▶ [Aim]
Locate the line that contains "Exercise. Mark the shoe" in the data that follows. Copy it and every subsequent line to the end, exactly, excluding pictures.

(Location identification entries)
----

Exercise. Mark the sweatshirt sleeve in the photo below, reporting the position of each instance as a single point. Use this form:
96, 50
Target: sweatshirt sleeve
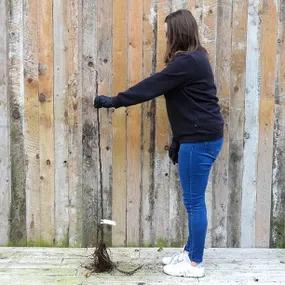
175, 73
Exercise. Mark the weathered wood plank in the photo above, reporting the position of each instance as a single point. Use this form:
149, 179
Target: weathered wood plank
269, 22
148, 55
74, 62
104, 65
277, 238
90, 168
5, 182
177, 212
208, 40
61, 129
135, 9
16, 96
120, 71
248, 204
46, 120
162, 140
220, 168
236, 121
31, 122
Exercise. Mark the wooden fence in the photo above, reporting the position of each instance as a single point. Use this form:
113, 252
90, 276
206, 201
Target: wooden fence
65, 165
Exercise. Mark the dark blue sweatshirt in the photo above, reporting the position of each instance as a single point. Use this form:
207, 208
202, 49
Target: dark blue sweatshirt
187, 83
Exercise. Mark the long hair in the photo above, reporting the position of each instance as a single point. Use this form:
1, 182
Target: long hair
182, 34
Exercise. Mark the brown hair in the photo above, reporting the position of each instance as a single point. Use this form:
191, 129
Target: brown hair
182, 34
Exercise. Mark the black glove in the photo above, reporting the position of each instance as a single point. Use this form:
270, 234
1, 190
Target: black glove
173, 150
103, 101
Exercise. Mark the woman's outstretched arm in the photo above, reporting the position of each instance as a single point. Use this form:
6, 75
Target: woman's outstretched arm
174, 74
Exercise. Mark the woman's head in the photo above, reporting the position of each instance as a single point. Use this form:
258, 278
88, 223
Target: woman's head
181, 33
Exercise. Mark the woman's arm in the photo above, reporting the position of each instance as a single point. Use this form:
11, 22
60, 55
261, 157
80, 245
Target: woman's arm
174, 74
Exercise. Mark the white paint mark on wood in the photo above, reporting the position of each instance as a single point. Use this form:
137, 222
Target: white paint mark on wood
5, 189
251, 128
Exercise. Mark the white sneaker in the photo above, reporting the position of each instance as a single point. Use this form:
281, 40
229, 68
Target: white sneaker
175, 258
185, 269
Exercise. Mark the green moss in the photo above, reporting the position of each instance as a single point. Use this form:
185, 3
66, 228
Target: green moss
40, 243
279, 234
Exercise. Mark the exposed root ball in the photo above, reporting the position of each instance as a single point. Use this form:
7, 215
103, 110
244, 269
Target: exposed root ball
101, 261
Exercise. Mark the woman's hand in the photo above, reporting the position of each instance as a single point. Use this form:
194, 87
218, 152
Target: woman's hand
103, 102
173, 151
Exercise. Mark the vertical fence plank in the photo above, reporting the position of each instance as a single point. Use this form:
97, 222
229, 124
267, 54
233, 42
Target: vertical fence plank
161, 168
46, 120
74, 23
31, 117
236, 121
135, 9
250, 127
91, 175
176, 207
104, 57
208, 39
146, 215
220, 169
16, 95
266, 122
61, 131
278, 178
5, 190
120, 71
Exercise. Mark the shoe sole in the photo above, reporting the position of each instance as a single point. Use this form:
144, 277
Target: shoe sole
182, 275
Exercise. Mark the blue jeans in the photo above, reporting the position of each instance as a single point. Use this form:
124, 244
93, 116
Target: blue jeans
195, 160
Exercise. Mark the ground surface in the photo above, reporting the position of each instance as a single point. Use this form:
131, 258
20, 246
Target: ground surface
36, 266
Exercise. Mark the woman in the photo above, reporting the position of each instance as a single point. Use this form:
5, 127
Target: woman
187, 82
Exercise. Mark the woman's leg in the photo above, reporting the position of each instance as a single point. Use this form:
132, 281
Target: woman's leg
195, 162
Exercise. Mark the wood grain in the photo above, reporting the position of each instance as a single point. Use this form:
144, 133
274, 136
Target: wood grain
162, 140
119, 161
46, 120
277, 230
5, 179
269, 25
236, 124
220, 168
17, 230
248, 204
61, 128
135, 9
75, 160
104, 66
90, 132
31, 122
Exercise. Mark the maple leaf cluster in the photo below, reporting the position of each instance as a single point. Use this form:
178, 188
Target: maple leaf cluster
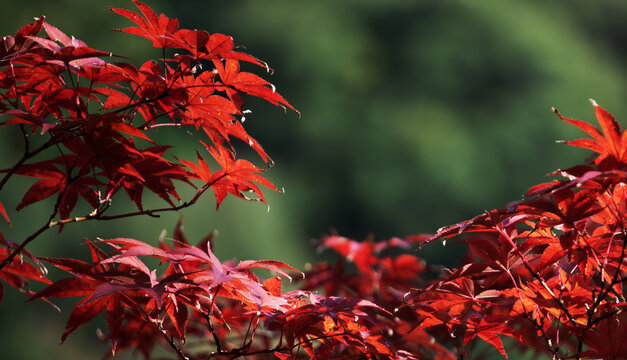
547, 271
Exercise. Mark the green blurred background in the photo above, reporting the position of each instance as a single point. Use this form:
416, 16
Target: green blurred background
415, 114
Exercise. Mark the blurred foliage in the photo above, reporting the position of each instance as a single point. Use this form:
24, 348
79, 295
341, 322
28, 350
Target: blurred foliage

----

▶ [Task answer]
Exercise. Mark the shoe sole in the photo above, reporting the position of each instance as a single point. Use this form:
144, 277
Target: shoe sole
182, 275
Exercise. Mark the blue jeans in the photo above, reporting the position of each instance as a single point. Use this form:
124, 244
93, 116
Target: blue jeans
195, 160
Exercise. Mark the ground surface in the photo above, reporting the position of each instance as a single point. Use this form:
131, 258
20, 246
Target: ground surface
36, 266
Exercise. Mark the woman in the photo above, reporting the position of each instance as a single point. Use this form:
5, 127
Target: woman
187, 82
Exercise. Mark the woman's leg in the photo above, reporting the position of each instance as a single point. Use this form:
132, 281
Target: woman's leg
195, 162
Exercise. Mark the wood grain in the photo above, reporting the position of each instance as a single point. Use this form:
144, 133
274, 136
Target: wood grain
162, 140
119, 161
46, 120
277, 230
5, 179
269, 25
236, 124
220, 168
17, 230
248, 204
61, 128
135, 9
75, 160
104, 66
90, 132
31, 122
Exercise. Mark the maple leaf cluster in the photo below, reporting the position of each instance as a single point. Use this form:
178, 188
Target: maple leaf cluster
547, 271
Exercise. Mark the green blurred background in the photo above, reporting the position of each instance as a single point. Use this form:
416, 16
Target: green blurred background
415, 114
Exercise. Mark the blurred foliage in the photo above, reporting the position of each instance as a single point. Use this form:
24, 348
79, 295
341, 322
28, 350
Target: blurred foliage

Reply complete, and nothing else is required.